WORK INSTRUCTION 1 ->
List every survey or report that the passage on federal telework data names as a source of telework figures.
WORK INSTRUCTION 2 ->
Answer these from the passage on federal telework data:
(a) When was the 2022 Federal Employee Viewpoint Survey administered?
(b) What period does the most recent OPM annual report on telework cover?
(c) What did OPM change in its telework question last year?
WORK INSTRUCTION 3 ->
Decide whether each statement agrees with the passage on federal telework data:
(a) Ahuja gave the committee data newer than the 2022 Federal Employee Viewpoint Survey.
(b) OPM warns against drawing conclusions from year-to-year comparisons on its telework question.
(c) The 2021 and 2022 surveys show the workforce moving toward periodically coming into the office.

TEXT UNDER STUDY ->
'''

Republicans on the committee repeatedly and exasperatedly asked Ahuja for a current snapshot of the federal workforce’s usage of telework, although the most recent data she could provide was from the 2022 Federal Employee Viewpoint Survey, which was administered in the spring of 2022. OPM produces an annual report on telework at federal agencies, but the most recent iteration of that report only covers the 2021 fiscal year.

Looking at Federal Employee Viewpoint Survey for 2021, amid the COVID-19 pandemic, and 2022, administered early in federal agencies’ reentry process, shows a workforce that already is shifting substantially away from remote work to one that periodically comes into the office. However, OPM cautions against drawing conclusions from year-to-year comparisons on its telework question, as last year the agency tweaked language within the question to better reflect teleworking five days per week as “remote work.”

'''

Referring expression grounding data:
'''

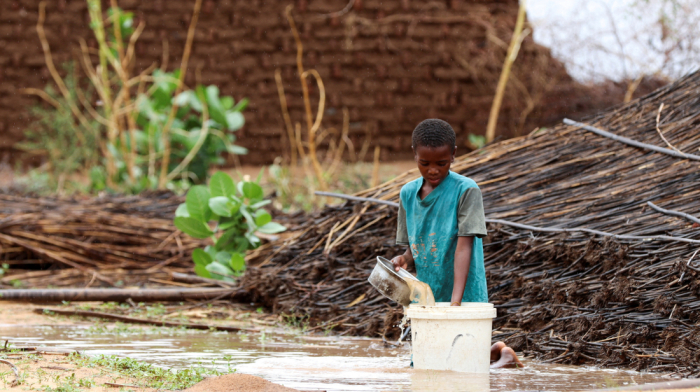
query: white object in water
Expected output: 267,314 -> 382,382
406,302 -> 496,373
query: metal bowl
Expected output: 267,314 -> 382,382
367,256 -> 418,306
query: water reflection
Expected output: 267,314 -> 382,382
0,325 -> 668,392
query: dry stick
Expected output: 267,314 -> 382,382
158,0 -> 202,188
315,192 -> 700,244
314,192 -> 399,208
327,106 -> 350,177
624,74 -> 644,103
275,68 -> 304,168
166,88 -> 209,181
19,87 -> 63,110
36,1 -> 95,143
109,0 -> 136,182
647,201 -> 700,225
302,69 -> 327,191
160,38 -> 170,72
656,103 -> 685,155
372,146 -> 382,188
0,360 -> 19,387
564,118 -> 700,161
34,308 -> 252,332
0,288 -> 235,302
486,0 -> 527,143
284,4 -> 313,142
285,4 -> 326,190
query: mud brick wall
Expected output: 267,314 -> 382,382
0,0 -> 636,164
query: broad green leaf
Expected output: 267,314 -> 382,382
206,263 -> 233,278
243,181 -> 263,200
194,264 -> 211,279
175,203 -> 190,218
229,253 -> 245,271
255,210 -> 272,227
209,196 -> 234,218
220,97 -> 233,110
209,171 -> 236,198
215,229 -> 239,250
204,245 -> 218,260
215,251 -> 231,265
250,200 -> 272,210
227,112 -> 245,131
173,90 -> 202,113
232,236 -> 250,254
205,85 -> 227,129
240,208 -> 257,230
258,222 -> 287,234
231,98 -> 250,112
185,185 -> 211,222
219,216 -> 242,230
192,248 -> 213,266
245,233 -> 260,249
175,216 -> 214,238
226,144 -> 248,155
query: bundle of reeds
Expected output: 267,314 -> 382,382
241,73 -> 700,376
0,192 -> 202,287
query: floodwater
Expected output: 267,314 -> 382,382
0,324 -> 680,392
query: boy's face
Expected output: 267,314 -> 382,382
413,145 -> 457,188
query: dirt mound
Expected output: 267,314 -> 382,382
185,374 -> 297,392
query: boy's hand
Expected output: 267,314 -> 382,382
391,255 -> 408,272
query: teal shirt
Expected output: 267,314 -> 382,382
396,171 -> 488,302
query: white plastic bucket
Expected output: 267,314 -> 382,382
407,302 -> 496,373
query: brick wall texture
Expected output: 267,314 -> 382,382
0,0 -> 648,164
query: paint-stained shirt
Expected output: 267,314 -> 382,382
396,171 -> 488,302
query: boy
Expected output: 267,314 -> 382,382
391,119 -> 522,367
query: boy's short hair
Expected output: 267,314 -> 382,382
412,118 -> 457,150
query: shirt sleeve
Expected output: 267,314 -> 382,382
457,187 -> 487,238
396,200 -> 409,245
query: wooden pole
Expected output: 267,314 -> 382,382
486,0 -> 526,143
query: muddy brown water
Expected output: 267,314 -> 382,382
0,324 -> 670,392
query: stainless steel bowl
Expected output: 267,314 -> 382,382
367,256 -> 418,306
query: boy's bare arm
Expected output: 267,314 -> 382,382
391,248 -> 416,272
450,237 -> 474,306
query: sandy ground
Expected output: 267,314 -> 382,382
0,301 -> 90,325
185,374 -> 296,392
0,354 -> 155,392
0,301 -> 295,392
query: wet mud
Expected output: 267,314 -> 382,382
0,325 -> 672,392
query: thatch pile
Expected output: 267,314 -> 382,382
0,192 -> 202,288
241,73 -> 700,375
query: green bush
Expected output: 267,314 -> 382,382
175,172 -> 286,281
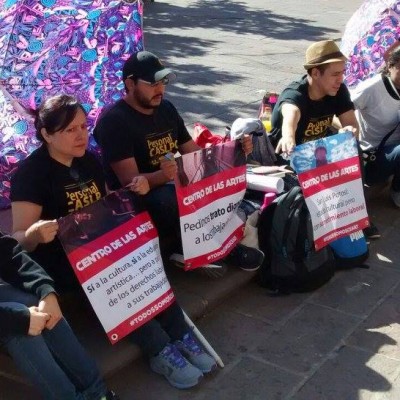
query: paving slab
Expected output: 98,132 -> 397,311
7,0 -> 400,400
290,346 -> 400,400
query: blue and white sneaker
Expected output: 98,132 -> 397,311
174,332 -> 217,374
150,343 -> 203,389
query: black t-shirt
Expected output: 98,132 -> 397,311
271,75 -> 354,144
94,100 -> 191,189
10,145 -> 106,290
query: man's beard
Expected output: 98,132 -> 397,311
135,91 -> 162,110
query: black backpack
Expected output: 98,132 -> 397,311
258,186 -> 335,293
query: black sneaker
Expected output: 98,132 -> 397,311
224,244 -> 264,271
363,222 -> 381,239
100,390 -> 119,400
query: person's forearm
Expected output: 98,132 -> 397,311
140,170 -> 171,189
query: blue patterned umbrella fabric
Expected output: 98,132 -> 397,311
341,0 -> 400,87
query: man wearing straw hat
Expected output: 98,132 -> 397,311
271,40 -> 380,239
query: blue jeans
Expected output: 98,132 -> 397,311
365,144 -> 400,192
129,302 -> 190,357
0,284 -> 107,400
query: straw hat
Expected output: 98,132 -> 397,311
304,40 -> 347,69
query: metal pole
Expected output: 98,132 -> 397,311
182,310 -> 225,368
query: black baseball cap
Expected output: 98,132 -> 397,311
122,51 -> 176,83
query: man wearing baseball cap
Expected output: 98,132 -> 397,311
94,51 -> 252,252
271,40 -> 380,239
94,51 -> 264,388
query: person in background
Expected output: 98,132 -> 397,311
94,51 -> 264,271
11,95 -> 216,389
270,40 -> 380,239
350,47 -> 400,207
0,232 -> 118,400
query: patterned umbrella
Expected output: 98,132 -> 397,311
0,0 -> 143,208
341,0 -> 400,87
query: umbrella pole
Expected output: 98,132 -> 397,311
182,310 -> 225,368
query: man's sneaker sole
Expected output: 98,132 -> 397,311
150,365 -> 203,389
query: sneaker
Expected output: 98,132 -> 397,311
150,343 -> 203,389
224,244 -> 264,271
174,332 -> 217,374
390,189 -> 400,208
100,390 -> 119,400
363,222 -> 381,239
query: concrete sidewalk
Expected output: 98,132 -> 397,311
106,0 -> 400,400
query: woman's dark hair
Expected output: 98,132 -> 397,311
32,94 -> 86,142
383,44 -> 400,75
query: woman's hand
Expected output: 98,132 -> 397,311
38,293 -> 62,329
128,175 -> 150,195
160,153 -> 178,181
25,219 -> 58,244
28,307 -> 50,336
242,134 -> 253,157
338,125 -> 357,139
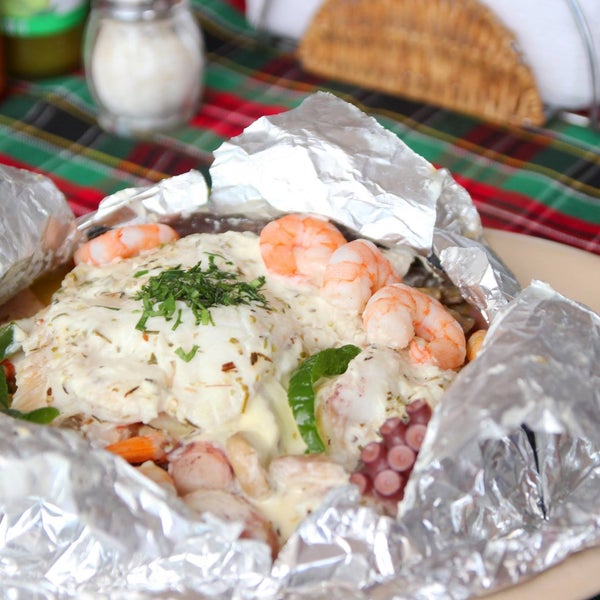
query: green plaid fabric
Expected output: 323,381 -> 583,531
0,0 -> 600,254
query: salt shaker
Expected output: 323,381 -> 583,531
84,0 -> 204,136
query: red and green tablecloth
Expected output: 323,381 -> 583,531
0,0 -> 600,254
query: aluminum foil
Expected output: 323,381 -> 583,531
0,94 -> 600,600
0,165 -> 74,304
76,171 -> 208,242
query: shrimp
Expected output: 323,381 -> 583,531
167,441 -> 234,496
73,223 -> 179,266
259,214 -> 346,285
225,431 -> 272,500
321,239 -> 401,314
363,283 -> 466,369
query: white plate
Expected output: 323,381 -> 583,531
0,229 -> 600,600
485,229 -> 600,600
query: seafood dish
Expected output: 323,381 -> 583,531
2,214 -> 485,555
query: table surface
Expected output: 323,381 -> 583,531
0,0 -> 600,254
0,0 -> 600,596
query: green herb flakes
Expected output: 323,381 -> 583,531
135,254 -> 267,331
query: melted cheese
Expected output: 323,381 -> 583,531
13,232 -> 451,537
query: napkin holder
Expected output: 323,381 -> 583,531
298,0 -> 546,126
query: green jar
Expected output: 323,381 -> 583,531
0,0 -> 88,79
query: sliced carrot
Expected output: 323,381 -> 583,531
105,435 -> 165,464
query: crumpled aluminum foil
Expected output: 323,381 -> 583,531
0,165 -> 75,304
0,94 -> 600,600
77,171 -> 208,242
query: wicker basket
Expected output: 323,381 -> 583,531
298,0 -> 545,126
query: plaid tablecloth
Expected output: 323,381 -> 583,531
0,0 -> 600,254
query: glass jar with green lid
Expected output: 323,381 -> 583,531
0,0 -> 88,78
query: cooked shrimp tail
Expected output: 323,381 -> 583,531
259,214 -> 346,285
321,239 -> 401,314
363,283 -> 466,369
73,223 -> 179,265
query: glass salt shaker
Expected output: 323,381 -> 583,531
84,0 -> 204,136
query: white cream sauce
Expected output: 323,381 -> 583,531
13,232 -> 451,536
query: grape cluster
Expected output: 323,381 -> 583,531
350,400 -> 431,513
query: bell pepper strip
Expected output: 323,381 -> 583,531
0,323 -> 60,425
287,344 -> 360,454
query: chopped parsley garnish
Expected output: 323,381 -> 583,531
135,254 -> 267,331
175,344 -> 198,362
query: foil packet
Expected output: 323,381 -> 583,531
0,93 -> 600,600
0,165 -> 75,304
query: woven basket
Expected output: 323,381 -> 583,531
298,0 -> 545,126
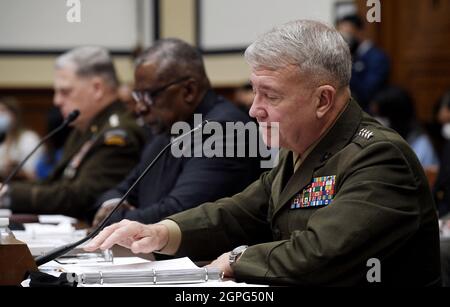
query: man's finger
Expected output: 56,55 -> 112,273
84,223 -> 122,252
100,221 -> 141,250
131,237 -> 156,254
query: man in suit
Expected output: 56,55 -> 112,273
89,39 -> 261,226
336,15 -> 390,111
87,20 -> 441,286
0,46 -> 145,219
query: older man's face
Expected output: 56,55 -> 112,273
250,65 -> 320,153
53,65 -> 97,129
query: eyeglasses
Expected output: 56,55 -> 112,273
131,77 -> 190,106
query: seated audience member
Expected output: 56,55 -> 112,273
0,97 -> 39,180
0,47 -> 144,219
35,107 -> 72,180
93,39 -> 261,226
434,91 -> 450,219
370,86 -> 439,171
336,15 -> 390,111
86,20 -> 441,286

'''

TASK RESULT 1 ->
- The 2022 Federal Employee Viewpoint Survey
- OPM's annual report on telework at federal agencies (most recent iteration covering the 2021 fiscal year)
- The Federal Employee Viewpoint Survey for 2021

TASK RESULT 2 ->
(a) In the spring of 2022.
(b) The 2021 fiscal year.
(c) OPM tweaked the question's wording to better reflect teleworking five days per week as "remote work."

TASK RESULT 3 ->
(a) No: "the most recent data she could provide was from the 2022 Federal Employee Viewpoint Survey"
(b) Yes: "OPM cautions against drawing conclusions from year-to-year comparisons on its telework question"
(c) Yes: "shows a workforce that already is shifting substantially away from remote work to one that periodically comes into the office"